#### [The data]
___
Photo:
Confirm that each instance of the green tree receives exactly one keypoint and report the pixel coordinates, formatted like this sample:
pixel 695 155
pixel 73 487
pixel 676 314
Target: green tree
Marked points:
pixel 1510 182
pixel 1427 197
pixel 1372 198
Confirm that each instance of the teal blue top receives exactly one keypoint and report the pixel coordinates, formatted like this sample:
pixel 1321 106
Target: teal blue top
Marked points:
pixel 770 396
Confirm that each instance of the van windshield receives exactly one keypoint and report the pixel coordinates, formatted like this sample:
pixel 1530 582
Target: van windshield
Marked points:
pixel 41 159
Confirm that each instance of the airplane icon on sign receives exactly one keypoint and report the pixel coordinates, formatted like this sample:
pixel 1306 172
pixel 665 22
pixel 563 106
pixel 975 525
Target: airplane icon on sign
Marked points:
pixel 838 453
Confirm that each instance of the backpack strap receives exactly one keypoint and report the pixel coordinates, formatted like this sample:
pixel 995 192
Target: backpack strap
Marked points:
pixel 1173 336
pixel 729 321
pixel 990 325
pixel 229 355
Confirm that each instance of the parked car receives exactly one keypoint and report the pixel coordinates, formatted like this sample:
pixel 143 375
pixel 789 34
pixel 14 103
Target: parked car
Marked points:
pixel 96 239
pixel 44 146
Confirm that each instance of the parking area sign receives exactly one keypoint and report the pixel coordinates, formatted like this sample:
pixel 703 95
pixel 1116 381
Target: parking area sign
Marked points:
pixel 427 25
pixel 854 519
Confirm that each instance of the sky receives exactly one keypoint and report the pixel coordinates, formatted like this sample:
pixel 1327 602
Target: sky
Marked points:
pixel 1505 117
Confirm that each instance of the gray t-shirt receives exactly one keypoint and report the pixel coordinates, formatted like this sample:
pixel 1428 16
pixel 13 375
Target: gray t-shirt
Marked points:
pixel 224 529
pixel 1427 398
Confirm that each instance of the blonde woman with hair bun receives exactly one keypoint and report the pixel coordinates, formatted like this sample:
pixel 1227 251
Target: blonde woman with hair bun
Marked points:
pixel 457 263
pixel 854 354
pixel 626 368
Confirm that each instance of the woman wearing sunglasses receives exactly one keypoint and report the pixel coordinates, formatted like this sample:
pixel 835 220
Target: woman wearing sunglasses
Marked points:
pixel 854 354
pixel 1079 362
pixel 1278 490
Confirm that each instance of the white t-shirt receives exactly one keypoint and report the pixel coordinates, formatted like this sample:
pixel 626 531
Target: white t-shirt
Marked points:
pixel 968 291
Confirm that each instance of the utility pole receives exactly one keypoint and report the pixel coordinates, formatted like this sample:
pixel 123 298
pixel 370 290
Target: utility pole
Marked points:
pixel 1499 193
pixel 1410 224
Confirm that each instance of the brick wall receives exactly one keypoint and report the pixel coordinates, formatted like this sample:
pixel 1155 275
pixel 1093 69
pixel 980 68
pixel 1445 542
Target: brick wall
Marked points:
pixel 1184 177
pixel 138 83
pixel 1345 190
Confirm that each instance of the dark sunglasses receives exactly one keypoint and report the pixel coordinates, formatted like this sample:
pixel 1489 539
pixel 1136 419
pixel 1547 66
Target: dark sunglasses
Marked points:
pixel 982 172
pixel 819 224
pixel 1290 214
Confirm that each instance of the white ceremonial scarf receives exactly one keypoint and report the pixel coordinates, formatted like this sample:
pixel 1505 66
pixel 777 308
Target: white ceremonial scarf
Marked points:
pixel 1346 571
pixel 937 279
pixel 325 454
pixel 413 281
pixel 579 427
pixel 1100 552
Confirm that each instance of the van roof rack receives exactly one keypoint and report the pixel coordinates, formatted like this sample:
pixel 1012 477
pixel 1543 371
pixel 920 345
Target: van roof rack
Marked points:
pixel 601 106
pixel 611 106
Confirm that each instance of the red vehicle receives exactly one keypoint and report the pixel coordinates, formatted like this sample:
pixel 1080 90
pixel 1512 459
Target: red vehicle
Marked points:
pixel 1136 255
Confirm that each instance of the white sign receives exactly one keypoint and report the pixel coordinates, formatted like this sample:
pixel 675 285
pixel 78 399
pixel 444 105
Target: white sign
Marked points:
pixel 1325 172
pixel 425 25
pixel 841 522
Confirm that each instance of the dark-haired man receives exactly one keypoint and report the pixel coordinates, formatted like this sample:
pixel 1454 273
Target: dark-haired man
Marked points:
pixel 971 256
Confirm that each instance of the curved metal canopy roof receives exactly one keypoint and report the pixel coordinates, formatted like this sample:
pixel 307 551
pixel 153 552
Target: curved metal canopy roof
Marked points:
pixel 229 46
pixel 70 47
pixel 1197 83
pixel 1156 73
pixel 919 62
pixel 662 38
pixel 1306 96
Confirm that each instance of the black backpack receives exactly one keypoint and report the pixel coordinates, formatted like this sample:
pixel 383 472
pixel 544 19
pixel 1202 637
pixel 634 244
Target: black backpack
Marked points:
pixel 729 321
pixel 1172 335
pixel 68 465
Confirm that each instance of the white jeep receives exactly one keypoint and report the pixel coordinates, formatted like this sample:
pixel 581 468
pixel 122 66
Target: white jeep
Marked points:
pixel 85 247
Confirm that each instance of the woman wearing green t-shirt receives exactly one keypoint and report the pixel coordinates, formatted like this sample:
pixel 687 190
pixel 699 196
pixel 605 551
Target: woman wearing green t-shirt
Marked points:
___
#### [Exercise requirements]
With the string "shirt" as the key, filter the data above and show the lines that match.

#### [Response for this exercise]
Confirm that each instance of the gray t-shirt receives exactly one keypoint and report the pixel coordinates, formatted like this sample:
Target: gray t-shirt
Confirm that each instance of the white t-shirt receives exactly one keypoint and report the pixel coordinates, formatted like this sample:
Target: white t-shirt
Confirm that each instance of the woman wearing green t-shirt receives exactly one keypoint and report the pixel coordinates, formatted like this sample:
Target: woman wearing green t-shirt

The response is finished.